Dataset excerpts on object pointing:
▼
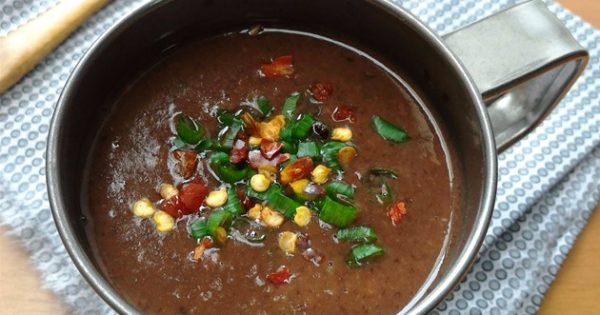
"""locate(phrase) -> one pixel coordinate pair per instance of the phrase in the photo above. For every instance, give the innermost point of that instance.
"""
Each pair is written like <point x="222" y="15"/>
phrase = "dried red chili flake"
<point x="185" y="163"/>
<point x="397" y="212"/>
<point x="269" y="149"/>
<point x="281" y="276"/>
<point x="256" y="159"/>
<point x="192" y="195"/>
<point x="296" y="170"/>
<point x="321" y="91"/>
<point x="279" y="67"/>
<point x="342" y="113"/>
<point x="239" y="152"/>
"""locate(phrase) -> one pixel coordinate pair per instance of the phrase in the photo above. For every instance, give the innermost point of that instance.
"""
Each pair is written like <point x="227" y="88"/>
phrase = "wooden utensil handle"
<point x="22" y="49"/>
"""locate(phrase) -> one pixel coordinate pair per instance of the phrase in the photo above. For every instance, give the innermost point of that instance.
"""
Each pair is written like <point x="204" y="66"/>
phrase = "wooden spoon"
<point x="22" y="49"/>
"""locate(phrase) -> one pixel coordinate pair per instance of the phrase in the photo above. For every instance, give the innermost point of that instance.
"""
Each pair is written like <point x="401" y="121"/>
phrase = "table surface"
<point x="575" y="291"/>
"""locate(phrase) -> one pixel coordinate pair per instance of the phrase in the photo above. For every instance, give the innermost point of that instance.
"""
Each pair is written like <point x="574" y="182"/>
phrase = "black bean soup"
<point x="269" y="172"/>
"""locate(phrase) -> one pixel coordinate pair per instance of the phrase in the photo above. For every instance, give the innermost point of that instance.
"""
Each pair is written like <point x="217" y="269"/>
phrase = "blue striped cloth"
<point x="547" y="181"/>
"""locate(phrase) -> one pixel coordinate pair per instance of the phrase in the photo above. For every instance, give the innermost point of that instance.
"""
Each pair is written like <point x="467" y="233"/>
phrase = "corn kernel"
<point x="270" y="130"/>
<point x="299" y="185"/>
<point x="163" y="221"/>
<point x="254" y="212"/>
<point x="271" y="217"/>
<point x="143" y="208"/>
<point x="287" y="242"/>
<point x="320" y="174"/>
<point x="269" y="171"/>
<point x="254" y="141"/>
<point x="342" y="134"/>
<point x="260" y="182"/>
<point x="216" y="198"/>
<point x="168" y="191"/>
<point x="302" y="216"/>
<point x="221" y="235"/>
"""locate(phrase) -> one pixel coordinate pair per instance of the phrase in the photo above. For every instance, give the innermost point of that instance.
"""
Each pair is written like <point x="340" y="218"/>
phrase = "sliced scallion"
<point x="360" y="253"/>
<point x="189" y="129"/>
<point x="388" y="131"/>
<point x="336" y="213"/>
<point x="289" y="106"/>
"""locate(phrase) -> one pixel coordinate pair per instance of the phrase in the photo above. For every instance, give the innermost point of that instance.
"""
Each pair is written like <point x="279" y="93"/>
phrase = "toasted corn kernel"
<point x="143" y="208"/>
<point x="268" y="170"/>
<point x="287" y="242"/>
<point x="163" y="221"/>
<point x="270" y="130"/>
<point x="254" y="141"/>
<point x="216" y="198"/>
<point x="346" y="155"/>
<point x="260" y="182"/>
<point x="342" y="134"/>
<point x="302" y="216"/>
<point x="271" y="217"/>
<point x="254" y="212"/>
<point x="299" y="185"/>
<point x="320" y="174"/>
<point x="168" y="191"/>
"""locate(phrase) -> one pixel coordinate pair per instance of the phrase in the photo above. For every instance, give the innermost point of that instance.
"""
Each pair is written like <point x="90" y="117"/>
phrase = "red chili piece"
<point x="397" y="212"/>
<point x="192" y="195"/>
<point x="270" y="149"/>
<point x="279" y="67"/>
<point x="186" y="162"/>
<point x="296" y="170"/>
<point x="342" y="113"/>
<point x="279" y="277"/>
<point x="321" y="91"/>
<point x="239" y="152"/>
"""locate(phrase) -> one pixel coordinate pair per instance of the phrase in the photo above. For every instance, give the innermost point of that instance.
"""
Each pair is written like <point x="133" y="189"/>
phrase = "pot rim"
<point x="102" y="287"/>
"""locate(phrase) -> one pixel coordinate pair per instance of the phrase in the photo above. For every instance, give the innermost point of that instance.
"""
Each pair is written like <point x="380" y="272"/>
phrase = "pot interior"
<point x="138" y="42"/>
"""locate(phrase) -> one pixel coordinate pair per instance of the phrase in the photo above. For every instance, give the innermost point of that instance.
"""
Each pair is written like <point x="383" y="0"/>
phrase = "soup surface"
<point x="172" y="127"/>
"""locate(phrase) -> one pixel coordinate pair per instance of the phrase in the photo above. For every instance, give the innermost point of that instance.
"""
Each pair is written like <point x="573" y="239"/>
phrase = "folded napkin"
<point x="546" y="191"/>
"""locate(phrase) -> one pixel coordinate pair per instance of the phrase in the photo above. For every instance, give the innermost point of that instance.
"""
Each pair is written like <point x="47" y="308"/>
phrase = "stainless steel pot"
<point x="488" y="83"/>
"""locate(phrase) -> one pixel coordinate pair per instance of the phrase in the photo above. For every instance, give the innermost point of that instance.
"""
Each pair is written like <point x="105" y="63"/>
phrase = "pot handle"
<point x="523" y="60"/>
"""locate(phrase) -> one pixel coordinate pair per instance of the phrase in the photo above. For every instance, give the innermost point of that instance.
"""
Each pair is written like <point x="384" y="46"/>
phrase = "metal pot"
<point x="488" y="83"/>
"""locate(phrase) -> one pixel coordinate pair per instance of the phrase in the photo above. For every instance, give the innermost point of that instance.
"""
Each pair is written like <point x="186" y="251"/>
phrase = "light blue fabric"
<point x="547" y="182"/>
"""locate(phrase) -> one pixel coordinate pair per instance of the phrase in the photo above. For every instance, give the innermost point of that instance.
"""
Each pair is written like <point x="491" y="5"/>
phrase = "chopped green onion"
<point x="360" y="253"/>
<point x="227" y="172"/>
<point x="179" y="144"/>
<point x="357" y="234"/>
<point x="308" y="148"/>
<point x="264" y="106"/>
<point x="334" y="189"/>
<point x="206" y="144"/>
<point x="199" y="229"/>
<point x="383" y="172"/>
<point x="225" y="117"/>
<point x="282" y="203"/>
<point x="233" y="205"/>
<point x="336" y="213"/>
<point x="189" y="129"/>
<point x="289" y="106"/>
<point x="289" y="147"/>
<point x="303" y="126"/>
<point x="329" y="154"/>
<point x="218" y="218"/>
<point x="228" y="137"/>
<point x="388" y="131"/>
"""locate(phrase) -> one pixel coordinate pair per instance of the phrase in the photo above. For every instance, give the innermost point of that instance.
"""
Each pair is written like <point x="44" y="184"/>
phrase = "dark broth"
<point x="155" y="272"/>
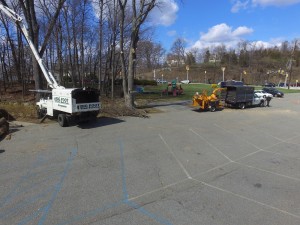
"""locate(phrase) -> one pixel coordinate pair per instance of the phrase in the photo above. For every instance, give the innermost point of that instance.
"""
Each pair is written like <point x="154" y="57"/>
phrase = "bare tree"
<point x="178" y="50"/>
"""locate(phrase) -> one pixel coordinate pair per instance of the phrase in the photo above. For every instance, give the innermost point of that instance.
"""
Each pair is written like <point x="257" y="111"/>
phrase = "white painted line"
<point x="240" y="138"/>
<point x="268" y="171"/>
<point x="249" y="199"/>
<point x="178" y="161"/>
<point x="159" y="189"/>
<point x="218" y="150"/>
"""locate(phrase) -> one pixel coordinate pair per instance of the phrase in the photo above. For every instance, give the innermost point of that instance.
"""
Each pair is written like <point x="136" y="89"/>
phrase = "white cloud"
<point x="224" y="33"/>
<point x="241" y="5"/>
<point x="274" y="2"/>
<point x="238" y="5"/>
<point x="172" y="33"/>
<point x="165" y="13"/>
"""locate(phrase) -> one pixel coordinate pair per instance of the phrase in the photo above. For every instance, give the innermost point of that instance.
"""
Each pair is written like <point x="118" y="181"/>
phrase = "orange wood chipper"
<point x="213" y="102"/>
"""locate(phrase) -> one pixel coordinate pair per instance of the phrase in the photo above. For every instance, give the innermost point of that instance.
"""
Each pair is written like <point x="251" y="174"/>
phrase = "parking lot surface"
<point x="177" y="167"/>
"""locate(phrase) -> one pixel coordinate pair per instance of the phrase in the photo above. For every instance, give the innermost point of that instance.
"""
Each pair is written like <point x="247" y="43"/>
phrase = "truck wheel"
<point x="263" y="103"/>
<point x="62" y="120"/>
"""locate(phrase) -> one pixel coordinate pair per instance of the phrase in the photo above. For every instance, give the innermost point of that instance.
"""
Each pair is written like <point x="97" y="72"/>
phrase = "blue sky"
<point x="204" y="23"/>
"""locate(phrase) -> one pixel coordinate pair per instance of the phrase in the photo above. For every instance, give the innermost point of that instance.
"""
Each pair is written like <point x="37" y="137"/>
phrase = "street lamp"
<point x="223" y="69"/>
<point x="286" y="76"/>
<point x="187" y="72"/>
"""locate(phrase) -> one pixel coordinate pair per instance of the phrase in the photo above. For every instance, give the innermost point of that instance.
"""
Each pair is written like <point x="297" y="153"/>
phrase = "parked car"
<point x="273" y="91"/>
<point x="269" y="85"/>
<point x="263" y="93"/>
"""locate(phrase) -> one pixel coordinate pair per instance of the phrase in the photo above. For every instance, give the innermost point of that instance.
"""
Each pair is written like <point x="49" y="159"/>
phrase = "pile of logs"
<point x="4" y="127"/>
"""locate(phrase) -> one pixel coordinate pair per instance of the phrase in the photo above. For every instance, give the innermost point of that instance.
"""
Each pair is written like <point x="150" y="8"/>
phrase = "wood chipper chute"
<point x="212" y="102"/>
▲
## [YOUR OBJECTIVE]
Show every line in the rows above that contains the word "blue", copying each one in full.

## [THE RESPONSE]
phrase = "blue striped cloth"
phrase = "light blue fabric"
phrase = "blue sky"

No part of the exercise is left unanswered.